[Opening Supplied records section]
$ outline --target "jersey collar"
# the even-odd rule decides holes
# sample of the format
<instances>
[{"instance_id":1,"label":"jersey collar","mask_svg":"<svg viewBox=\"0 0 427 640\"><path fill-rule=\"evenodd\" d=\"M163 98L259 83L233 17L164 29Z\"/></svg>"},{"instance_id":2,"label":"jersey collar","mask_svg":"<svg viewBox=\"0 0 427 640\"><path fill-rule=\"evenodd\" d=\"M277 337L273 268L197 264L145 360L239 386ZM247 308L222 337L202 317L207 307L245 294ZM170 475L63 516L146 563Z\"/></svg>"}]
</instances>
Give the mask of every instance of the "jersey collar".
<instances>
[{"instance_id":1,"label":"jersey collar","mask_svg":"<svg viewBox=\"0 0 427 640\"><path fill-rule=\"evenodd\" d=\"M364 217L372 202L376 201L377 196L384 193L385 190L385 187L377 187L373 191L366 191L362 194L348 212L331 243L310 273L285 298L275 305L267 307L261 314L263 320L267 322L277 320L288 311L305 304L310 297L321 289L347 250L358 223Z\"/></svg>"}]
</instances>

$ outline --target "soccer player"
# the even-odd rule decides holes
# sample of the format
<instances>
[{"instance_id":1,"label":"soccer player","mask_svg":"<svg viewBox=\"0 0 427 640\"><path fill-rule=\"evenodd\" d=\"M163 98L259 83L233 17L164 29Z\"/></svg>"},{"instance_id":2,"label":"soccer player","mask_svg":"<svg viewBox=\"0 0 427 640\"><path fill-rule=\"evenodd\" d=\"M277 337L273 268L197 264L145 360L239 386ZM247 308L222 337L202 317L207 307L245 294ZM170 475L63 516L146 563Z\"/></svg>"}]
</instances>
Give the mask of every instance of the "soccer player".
[Closing Supplied records section]
• _Assignment_
Return every line of the listing above where "outline" appears.

• _Result for this task_
$ outline --target "jersey collar"
$ outline --target "soccer player"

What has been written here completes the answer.